#### [SHORT EXERCISE]
In the records below, reproduce verbatim the stretch from the line containing "Spot the stone corbel" through the line containing "[[33, 308]]".

(Excerpts from point annotation data)
Start
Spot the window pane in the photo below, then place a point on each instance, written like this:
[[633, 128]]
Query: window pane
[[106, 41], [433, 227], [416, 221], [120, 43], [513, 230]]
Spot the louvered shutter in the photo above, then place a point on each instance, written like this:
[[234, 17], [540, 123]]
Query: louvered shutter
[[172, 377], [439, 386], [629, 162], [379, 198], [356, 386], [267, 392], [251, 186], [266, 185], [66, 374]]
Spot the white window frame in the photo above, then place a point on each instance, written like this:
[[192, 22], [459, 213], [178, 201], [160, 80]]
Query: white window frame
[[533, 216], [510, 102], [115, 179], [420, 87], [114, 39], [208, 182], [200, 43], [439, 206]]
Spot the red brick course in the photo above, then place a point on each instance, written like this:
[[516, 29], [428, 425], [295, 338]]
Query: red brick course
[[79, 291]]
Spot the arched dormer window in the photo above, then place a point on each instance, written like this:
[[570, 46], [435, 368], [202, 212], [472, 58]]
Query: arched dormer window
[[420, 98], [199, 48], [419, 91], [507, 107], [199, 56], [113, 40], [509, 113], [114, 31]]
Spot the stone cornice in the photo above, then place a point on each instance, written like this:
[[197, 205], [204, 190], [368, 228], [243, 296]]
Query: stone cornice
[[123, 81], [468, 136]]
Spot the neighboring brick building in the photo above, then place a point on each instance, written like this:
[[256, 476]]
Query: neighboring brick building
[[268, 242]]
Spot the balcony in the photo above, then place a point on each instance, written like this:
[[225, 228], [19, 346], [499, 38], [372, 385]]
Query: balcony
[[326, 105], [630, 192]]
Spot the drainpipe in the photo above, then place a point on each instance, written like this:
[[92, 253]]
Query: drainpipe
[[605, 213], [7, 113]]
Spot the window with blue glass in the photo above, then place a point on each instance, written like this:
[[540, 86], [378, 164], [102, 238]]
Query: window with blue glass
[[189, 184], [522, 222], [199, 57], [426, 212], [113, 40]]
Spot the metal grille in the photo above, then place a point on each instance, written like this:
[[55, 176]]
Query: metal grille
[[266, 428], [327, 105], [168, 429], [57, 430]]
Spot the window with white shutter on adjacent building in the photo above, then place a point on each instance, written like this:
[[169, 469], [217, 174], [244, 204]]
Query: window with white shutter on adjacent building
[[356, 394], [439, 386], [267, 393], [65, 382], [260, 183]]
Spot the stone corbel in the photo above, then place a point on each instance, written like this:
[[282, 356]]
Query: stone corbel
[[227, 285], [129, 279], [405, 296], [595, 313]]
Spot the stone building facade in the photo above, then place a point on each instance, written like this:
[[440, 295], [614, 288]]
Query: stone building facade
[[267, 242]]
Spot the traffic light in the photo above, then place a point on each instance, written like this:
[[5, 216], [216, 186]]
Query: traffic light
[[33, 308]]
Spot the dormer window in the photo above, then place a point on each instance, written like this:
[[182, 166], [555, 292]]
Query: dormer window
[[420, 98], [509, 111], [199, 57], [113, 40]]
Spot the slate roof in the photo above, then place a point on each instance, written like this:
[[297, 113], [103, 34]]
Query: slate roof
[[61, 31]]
End
#### [RESPONSE TO THE EXERCISE]
Spot the stone corbel in the photo above, then place a point on each instance, written like this:
[[282, 356]]
Query: stone corbel
[[227, 285], [129, 279], [405, 296], [595, 313]]
Spot the stone building facade in the photo above, then place a point on each instance, written like this:
[[440, 295], [614, 288]]
Query: stone building facade
[[267, 242]]
Spot the traffic light in the photo above, then place a point on each instance, written like this:
[[5, 216], [216, 186]]
Query: traffic light
[[33, 308]]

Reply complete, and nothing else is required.